> _Do this_
Report each line below that contains the word "green", copying it in full.

> _Items from a dataset_
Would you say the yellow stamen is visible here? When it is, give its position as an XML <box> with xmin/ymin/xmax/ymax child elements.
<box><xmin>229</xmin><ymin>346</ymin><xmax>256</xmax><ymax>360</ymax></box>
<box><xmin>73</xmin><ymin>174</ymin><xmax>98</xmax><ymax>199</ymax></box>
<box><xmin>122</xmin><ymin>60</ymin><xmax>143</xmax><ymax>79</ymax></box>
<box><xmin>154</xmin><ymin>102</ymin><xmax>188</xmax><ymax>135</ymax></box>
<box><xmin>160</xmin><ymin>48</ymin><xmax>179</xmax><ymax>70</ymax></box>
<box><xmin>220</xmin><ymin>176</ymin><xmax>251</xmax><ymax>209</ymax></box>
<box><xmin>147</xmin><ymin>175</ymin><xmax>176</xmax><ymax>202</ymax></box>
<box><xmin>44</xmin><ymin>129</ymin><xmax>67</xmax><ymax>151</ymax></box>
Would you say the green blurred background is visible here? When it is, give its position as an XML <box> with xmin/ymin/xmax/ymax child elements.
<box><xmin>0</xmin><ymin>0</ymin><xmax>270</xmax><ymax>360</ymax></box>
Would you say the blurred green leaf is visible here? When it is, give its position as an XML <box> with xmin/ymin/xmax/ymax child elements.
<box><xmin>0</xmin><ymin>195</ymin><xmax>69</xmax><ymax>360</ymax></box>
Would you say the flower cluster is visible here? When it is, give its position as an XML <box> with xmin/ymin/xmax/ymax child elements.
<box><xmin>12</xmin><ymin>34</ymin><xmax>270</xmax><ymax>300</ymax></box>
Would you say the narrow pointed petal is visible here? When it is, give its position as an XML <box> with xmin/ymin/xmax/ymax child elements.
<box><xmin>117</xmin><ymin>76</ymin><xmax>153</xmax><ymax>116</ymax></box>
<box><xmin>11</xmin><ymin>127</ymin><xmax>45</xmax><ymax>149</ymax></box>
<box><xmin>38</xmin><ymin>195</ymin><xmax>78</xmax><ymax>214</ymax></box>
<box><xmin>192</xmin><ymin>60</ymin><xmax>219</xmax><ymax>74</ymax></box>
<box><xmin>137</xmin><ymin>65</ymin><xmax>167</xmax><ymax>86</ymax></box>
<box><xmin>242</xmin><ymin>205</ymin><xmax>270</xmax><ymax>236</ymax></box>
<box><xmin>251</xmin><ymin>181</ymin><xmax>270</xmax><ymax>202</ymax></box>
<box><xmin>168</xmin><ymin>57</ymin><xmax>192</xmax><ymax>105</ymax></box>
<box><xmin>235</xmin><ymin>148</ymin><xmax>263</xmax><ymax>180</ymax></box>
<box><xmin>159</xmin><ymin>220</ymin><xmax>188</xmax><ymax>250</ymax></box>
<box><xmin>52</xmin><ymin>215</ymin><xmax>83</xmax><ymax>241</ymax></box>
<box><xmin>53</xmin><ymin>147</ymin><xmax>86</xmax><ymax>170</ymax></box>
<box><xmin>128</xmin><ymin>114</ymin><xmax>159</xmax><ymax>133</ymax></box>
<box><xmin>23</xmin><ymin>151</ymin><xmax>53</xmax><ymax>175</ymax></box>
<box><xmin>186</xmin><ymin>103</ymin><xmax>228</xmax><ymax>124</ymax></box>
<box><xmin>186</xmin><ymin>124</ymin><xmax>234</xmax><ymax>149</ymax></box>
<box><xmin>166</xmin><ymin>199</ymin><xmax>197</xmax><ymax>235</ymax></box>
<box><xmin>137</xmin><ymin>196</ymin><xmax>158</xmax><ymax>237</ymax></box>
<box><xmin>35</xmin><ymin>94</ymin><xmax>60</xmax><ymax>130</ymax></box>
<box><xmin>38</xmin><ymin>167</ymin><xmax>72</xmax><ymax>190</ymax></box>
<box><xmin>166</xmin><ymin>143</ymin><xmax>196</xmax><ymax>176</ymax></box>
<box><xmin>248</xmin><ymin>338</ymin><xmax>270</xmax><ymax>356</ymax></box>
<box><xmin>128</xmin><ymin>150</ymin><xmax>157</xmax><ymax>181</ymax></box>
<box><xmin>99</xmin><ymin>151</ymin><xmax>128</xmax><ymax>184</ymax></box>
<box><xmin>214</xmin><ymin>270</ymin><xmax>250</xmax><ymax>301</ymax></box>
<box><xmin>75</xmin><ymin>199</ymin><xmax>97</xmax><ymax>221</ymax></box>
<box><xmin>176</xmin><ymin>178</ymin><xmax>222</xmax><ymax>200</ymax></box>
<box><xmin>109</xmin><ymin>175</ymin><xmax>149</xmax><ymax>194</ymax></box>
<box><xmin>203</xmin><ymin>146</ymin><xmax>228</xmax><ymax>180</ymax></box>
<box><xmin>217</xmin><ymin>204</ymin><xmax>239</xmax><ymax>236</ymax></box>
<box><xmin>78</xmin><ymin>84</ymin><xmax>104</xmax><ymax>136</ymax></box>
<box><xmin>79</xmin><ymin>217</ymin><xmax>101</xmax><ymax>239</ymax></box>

> _Response to this task_
Would you say the green blurred background is visible here? When it is, give its position as an XML <box> with xmin/ymin/xmax/ymax child elements.
Would you say the blurred green leaf is visible here? When it is, give its position as an XML <box> with xmin/ymin/xmax/ymax child elements.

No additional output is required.